• Task: Filter these records by the string "glass", copying each line that holds it.

• Source records:
======
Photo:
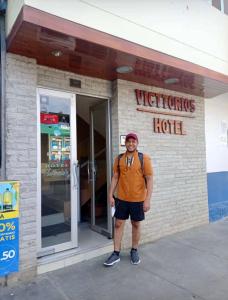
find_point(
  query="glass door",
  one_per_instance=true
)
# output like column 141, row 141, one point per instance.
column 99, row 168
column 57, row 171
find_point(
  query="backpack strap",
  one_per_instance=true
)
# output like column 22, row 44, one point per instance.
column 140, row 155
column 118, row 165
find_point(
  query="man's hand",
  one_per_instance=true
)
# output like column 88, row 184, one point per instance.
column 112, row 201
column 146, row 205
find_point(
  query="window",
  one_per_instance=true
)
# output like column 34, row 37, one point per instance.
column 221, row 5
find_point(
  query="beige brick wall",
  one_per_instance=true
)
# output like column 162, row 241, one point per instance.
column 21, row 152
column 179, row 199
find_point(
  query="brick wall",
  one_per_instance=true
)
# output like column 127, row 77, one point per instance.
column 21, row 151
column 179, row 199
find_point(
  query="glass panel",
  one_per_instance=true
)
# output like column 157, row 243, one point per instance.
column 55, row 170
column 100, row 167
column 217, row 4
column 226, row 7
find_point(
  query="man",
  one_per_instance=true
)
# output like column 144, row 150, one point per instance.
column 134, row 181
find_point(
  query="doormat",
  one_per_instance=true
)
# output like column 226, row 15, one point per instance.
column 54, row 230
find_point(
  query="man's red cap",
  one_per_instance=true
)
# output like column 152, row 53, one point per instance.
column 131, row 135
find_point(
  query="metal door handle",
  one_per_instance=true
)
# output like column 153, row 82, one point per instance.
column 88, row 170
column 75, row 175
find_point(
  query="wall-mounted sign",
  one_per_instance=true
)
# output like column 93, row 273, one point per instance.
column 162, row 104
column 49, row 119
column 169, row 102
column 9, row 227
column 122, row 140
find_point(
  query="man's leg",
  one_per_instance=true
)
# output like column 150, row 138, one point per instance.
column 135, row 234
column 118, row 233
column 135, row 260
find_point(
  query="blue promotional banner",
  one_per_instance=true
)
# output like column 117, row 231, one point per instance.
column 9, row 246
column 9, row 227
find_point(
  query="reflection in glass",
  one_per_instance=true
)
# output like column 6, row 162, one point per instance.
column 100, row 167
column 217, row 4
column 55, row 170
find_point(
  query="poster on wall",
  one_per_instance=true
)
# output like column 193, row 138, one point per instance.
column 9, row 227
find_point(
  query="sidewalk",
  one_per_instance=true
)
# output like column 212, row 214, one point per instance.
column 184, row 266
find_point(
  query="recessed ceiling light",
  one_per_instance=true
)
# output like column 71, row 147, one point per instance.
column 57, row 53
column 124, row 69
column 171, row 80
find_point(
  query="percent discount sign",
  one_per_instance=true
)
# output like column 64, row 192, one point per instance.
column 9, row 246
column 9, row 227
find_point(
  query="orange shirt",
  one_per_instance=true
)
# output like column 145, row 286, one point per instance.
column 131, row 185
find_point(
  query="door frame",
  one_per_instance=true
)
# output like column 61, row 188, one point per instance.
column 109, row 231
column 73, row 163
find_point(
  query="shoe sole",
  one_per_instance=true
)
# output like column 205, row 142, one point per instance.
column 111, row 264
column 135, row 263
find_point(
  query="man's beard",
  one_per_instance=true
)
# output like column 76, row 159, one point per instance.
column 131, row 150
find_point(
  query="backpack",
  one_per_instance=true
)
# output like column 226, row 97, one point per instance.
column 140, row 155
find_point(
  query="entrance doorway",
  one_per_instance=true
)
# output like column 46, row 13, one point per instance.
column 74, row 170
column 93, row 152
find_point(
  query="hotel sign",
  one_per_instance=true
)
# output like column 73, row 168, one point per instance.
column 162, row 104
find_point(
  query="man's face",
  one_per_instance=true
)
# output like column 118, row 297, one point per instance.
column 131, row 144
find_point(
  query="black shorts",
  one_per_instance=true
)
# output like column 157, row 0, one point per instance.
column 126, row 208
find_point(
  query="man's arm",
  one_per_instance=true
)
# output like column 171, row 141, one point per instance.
======
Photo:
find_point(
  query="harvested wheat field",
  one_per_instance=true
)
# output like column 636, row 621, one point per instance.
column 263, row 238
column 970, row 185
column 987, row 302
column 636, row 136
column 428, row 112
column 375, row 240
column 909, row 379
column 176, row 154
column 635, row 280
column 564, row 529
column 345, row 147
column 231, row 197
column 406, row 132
======
• Problem solution:
  query="glass door",
  query="glass panel",
  query="reflection in glass",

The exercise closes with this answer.